**Exercise objective**.
The output should be all entries, each matching the original exactly.

Excerpts from a dataset
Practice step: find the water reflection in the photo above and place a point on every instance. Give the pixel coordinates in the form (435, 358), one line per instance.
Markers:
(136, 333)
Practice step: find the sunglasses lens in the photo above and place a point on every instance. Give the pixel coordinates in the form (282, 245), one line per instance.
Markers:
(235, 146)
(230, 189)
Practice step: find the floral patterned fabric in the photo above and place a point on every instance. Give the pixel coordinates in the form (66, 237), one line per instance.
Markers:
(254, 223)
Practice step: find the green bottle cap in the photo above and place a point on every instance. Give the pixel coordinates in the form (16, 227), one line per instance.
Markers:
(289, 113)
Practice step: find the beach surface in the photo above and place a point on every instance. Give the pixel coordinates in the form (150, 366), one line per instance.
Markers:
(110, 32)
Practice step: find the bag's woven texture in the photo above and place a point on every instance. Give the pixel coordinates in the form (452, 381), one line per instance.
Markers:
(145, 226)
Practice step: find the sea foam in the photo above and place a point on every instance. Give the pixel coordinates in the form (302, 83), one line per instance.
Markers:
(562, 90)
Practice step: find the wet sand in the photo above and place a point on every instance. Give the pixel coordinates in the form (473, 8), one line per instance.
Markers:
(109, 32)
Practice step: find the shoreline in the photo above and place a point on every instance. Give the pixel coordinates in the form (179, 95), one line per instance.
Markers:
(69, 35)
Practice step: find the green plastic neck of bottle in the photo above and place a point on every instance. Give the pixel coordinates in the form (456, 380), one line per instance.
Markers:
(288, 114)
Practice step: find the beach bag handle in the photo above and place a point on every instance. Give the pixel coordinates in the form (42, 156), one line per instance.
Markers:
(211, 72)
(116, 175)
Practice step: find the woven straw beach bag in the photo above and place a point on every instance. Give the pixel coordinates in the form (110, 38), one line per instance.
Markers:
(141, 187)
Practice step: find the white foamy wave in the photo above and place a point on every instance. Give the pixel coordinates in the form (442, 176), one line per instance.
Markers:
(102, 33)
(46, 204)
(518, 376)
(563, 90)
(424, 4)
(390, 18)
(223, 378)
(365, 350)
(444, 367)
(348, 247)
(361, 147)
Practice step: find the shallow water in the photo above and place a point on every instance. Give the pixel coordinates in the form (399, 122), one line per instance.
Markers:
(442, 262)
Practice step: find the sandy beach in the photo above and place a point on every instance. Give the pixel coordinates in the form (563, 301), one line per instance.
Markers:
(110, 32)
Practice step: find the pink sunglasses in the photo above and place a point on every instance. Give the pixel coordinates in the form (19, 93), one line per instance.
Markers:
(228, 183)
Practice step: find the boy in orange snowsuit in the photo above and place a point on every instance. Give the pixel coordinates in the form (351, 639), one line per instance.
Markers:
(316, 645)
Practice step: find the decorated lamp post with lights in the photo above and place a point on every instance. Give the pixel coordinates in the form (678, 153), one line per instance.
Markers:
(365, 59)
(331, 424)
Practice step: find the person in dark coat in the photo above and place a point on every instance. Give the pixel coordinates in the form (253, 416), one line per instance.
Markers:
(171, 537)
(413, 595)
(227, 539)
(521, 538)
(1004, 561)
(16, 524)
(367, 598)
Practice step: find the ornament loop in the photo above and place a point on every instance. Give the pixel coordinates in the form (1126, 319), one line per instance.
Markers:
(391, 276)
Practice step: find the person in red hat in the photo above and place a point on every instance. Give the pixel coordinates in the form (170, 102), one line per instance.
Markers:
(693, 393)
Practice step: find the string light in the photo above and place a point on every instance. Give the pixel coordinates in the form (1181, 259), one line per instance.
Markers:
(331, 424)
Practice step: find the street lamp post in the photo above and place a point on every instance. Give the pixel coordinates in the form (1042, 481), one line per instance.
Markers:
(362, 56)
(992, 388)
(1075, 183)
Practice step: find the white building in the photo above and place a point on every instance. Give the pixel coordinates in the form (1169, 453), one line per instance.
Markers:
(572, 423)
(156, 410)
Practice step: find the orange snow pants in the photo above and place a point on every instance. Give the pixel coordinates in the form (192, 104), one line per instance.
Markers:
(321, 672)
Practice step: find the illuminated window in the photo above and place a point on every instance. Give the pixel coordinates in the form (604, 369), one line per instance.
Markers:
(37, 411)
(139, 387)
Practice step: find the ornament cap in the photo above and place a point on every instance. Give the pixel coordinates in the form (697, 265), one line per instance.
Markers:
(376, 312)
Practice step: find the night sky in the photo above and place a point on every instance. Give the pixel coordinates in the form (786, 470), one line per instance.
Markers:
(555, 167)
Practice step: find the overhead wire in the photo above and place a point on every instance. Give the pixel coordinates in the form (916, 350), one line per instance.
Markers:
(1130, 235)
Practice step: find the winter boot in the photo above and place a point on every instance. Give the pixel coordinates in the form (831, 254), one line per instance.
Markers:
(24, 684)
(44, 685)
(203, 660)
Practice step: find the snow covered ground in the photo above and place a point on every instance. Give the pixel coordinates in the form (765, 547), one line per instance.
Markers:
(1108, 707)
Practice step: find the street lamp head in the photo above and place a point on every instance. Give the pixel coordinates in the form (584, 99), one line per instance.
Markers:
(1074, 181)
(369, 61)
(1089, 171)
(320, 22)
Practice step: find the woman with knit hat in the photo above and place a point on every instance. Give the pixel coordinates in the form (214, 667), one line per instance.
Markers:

**Solution**.
Practice step: find the water reflection in the photo above and place a point on every instance. Give the pixel coordinates in the form (435, 358), one line per instance.
Markers:
(136, 333)
Practice step: find the sunglasses lens in the photo above and place a point on every instance. Give the pixel coordinates in the form (282, 245), one line per instance.
Markers:
(235, 146)
(230, 189)
Practice step: find the floral patterned fabric in the photo above and place a point on every instance. Give the pixel coordinates in the form (66, 237), one line per instance.
Markers:
(254, 223)
Practice step: find the green bottle cap in the photo above and place a point on every instance. Give the pixel coordinates in the form (16, 227), one line per instance.
Markers:
(289, 113)
Practice step: find the beach surface in the photo above and place a point on every instance. Give the pixel coordinates in the form (150, 366), one line per instance.
Markers:
(110, 32)
Practice step: find the bag's woven texture in the photo above and place a point on every instance. Give the pixel coordinates in the form (452, 381), one line per instance.
Markers:
(145, 226)
Practice step: find the sea foam in the photo above and place a point on every instance. Give the pixel coordinates in the form (302, 83), one line per instance.
Markers:
(562, 90)
Practice step: find the wet sand in the photo above and place a point on every instance. Give the pixel coordinates in the form (473, 8), one line per instance.
Markers:
(109, 32)
Practice step: find the shoreline in the photo above and place a point on every instance. Give the pixel coordinates in the form (179, 95), one line per instance.
Markers:
(69, 35)
Practice step: find the green plastic neck of bottle in the photo above and place a point on every instance. Give the pixel coordinates in the form (456, 380), one line per instance.
Markers:
(288, 114)
Practice step: find the beach bag handle in the photo above and place a point on every instance. Give the pixel coordinates in the form (42, 156), one line per instance.
Markers:
(211, 72)
(116, 175)
Practice step: find the woven straw beach bag in the photo above and place a point on every instance. Give the pixel coordinates in the form (110, 38), one line per instance.
Markers:
(141, 187)
Practice step: find the white foamy wave in the photo above and place a point on every instance. Give the pixel coordinates in the form (442, 176), one line per instance.
Markers:
(102, 33)
(46, 204)
(518, 376)
(563, 90)
(424, 4)
(390, 18)
(223, 378)
(365, 350)
(444, 367)
(348, 247)
(361, 147)
Practice step: find the shallow water in the photo above and place a point on every instance. Give the pixel coordinates in the form (399, 122), one line per instance.
Markers:
(442, 262)
Practice step: find the sandy beach in the photo above and place a point on every instance. Give the pixel coordinates in the form (563, 301), one line per instance.
Markers:
(110, 32)
Practice step: find the pink sunglasses in the photo above and place a point on every instance. Give the pixel coordinates in the form (19, 93), one line per instance.
Markers:
(228, 183)
Practice step: find the boy in orange snowsuit in the photo above and place a point on every instance. Give the pixel coordinates in the form (351, 639), one line per instance.
Markers:
(316, 645)
Practice step: find the decorated lamp post with lights in the photo above and place a point on every instance. Give the pixel coordinates in the form (678, 153), one line per instance.
Markers:
(365, 59)
(331, 424)
Practice step: find the person in dark coat in the photo above and place a point on every instance. Give the pixel coordinates in the form (253, 416), one line per instance.
Markers:
(171, 537)
(413, 595)
(227, 539)
(521, 538)
(1004, 561)
(16, 524)
(367, 598)
Practice step: find the ornament loop in the photo above and place a point on every instance. Give the pixel coordinates in the form (1126, 319), one line per instance.
Markers:
(391, 276)
Practice step: find the person in red hat in the photo above and place a point on every instance. Give the pixel coordinates in the form (170, 102), one line per instance.
Markers:
(693, 393)
Practice step: find the string light in the photo above and place a point on every instance. Give the pixel coordinates in the form (1181, 259), one line per instance.
Markers:
(331, 424)
Practice step: find the street lamp post in the photo above and place a point on every instance. Give the pixel coordinates in the form (1042, 481), one line per instance.
Markers:
(362, 56)
(992, 388)
(1075, 183)
Practice step: find the white building in the photo above and place a point on every instance. Give the pixel coordinates in the form (1169, 453), one line per instance.
Markers:
(572, 423)
(156, 410)
Practice step: find the orange snow pants in the photo above and place a point on every instance. Give the pixel coordinates in the form (192, 104), one line per instance.
Markers:
(321, 672)
Practice step: find the illuminated window in the photo above and place a point on every instance. Give the pixel coordinates in the form (604, 369), one line per instance.
Markers:
(37, 411)
(139, 387)
Practice step: find the ornament cap in the photo above and place a point on every instance. Give the pixel coordinates in the form (697, 265), one line per instance.
Markers:
(376, 312)
Practice step: find the night sky in the photo above and place a point on every instance. Give the pixel coordinates in the form (786, 470), one line per instance.
Markers:
(555, 167)
Practice step: find the overhead wire in the photo above and place a point on every instance. Give the pixel coordinates in the form (916, 350), one line per instance.
Markers:
(1130, 235)
Practice step: find the winter boot in the photo above and place a point on every instance. Give the pixel coordinates in the form (831, 254), one line per instance.
Markers:
(24, 684)
(44, 685)
(203, 660)
Practice step: find the snow covered ground in the photo above and place a point on every instance. Give the pixel coordinates in the form (765, 547), one line per instance.
Markers:
(1108, 707)
Practice step: find the street lamp head in the photo above and place a point on every instance. Give the pixel coordinates in the form (584, 99), one line per instance.
Markers:
(1074, 181)
(369, 61)
(1089, 171)
(320, 22)
Practice step: find the woman with knit hat in the photo above and place a point on every instance. Give the pixel coordinates in the form (214, 667), one line per instance.
Markers:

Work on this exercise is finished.